[Dataset excerpts]
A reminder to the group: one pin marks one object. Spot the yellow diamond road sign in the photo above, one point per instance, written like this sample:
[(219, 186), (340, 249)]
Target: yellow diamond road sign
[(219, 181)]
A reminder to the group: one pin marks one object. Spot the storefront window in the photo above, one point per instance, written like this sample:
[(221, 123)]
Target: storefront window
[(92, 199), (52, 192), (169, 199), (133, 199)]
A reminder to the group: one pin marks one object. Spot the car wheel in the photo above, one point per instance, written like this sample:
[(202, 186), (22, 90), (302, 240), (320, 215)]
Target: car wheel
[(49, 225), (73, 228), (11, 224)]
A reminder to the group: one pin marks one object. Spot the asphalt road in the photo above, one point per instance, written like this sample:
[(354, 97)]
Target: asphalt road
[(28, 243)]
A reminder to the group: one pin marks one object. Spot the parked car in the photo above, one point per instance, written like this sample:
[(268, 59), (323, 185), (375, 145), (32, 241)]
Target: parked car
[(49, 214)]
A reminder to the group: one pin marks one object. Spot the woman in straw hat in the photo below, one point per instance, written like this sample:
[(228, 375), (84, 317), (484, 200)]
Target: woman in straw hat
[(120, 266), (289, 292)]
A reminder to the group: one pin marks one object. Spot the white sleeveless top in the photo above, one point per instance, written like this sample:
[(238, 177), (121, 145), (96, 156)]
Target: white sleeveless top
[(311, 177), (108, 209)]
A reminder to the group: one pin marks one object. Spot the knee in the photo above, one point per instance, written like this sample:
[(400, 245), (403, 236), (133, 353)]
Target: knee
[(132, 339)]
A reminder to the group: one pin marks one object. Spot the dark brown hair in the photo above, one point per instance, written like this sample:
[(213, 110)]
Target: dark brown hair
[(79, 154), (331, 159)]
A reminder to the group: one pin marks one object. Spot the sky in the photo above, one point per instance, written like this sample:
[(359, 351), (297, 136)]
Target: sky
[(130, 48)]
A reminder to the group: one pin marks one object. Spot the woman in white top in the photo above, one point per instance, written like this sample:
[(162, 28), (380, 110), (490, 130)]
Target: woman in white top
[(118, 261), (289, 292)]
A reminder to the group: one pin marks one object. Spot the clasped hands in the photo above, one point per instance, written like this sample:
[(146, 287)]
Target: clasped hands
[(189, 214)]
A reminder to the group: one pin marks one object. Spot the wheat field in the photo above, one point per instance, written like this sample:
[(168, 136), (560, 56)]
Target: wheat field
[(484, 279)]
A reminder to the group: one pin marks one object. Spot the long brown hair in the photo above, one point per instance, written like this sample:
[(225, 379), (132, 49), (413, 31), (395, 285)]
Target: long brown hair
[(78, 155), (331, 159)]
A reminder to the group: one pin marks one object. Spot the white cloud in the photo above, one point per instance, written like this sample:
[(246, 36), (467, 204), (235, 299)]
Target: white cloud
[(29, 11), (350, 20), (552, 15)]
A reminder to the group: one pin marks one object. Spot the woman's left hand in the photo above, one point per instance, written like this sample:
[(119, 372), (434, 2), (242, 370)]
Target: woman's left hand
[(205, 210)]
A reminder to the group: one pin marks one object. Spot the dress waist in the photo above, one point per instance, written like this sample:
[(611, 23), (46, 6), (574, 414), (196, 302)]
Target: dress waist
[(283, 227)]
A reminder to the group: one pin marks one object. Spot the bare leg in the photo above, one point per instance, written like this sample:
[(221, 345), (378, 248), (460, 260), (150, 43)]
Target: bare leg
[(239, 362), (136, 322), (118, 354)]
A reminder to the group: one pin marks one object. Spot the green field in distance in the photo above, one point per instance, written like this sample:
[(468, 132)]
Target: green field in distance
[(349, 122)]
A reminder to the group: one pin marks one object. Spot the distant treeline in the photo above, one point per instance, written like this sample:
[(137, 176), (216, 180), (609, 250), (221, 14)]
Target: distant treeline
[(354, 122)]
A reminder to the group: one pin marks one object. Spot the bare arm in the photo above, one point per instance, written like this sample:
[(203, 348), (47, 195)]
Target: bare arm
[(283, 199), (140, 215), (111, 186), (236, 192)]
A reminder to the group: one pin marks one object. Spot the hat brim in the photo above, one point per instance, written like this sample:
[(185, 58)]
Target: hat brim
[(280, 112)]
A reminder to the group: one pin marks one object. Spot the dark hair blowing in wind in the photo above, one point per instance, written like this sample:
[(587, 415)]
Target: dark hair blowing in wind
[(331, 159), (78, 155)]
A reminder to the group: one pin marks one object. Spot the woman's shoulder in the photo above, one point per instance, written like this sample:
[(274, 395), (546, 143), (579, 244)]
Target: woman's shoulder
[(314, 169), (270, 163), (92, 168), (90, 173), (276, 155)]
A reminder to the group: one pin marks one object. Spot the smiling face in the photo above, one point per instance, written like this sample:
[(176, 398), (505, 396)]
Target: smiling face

## How to complete this task:
As the answer, set down only the lines from the data above between the one holding "Spot the distant" and the one holding "Spot the smiling", inclusive, exactly as they read.

## Response to this task:
A reminder to the group: one pin marks one object. Spot the distant treeline in the photo above, one point per instance, written like this sample:
[(137, 176), (216, 180), (609, 250), (221, 14)]
Target: distant treeline
[(354, 122)]
A reminder to the group: one pin marks one object. Spot the bare arm in the photo above, one point per instance, written like this sample:
[(203, 348), (47, 195)]
Target: bare arm
[(283, 199), (140, 215), (111, 186), (236, 192)]
A reminder to the group: one pin marks one object. Spot the hat brim in the photo above, one point per instance, written like this sample:
[(185, 58)]
Target: hat brim
[(280, 112)]
A reminder to the group: one pin marks one object. Spot the dark hair blowing in wind in the photo above, one point per instance, written like this sample:
[(587, 415)]
Target: dark hair blowing in wind
[(331, 159), (78, 155)]
A reminder to the group: one pin marks one object. Spot the woman's shoulder in the photo above, one point per instance, written like this sample:
[(274, 395), (546, 143), (579, 244)]
Target: woman's shoulder
[(314, 169), (270, 163), (92, 168), (90, 173), (276, 155)]
A reminder to the group: one pin marks one object. Spot the smiling face in the photo above, one point per instance, written like this sample:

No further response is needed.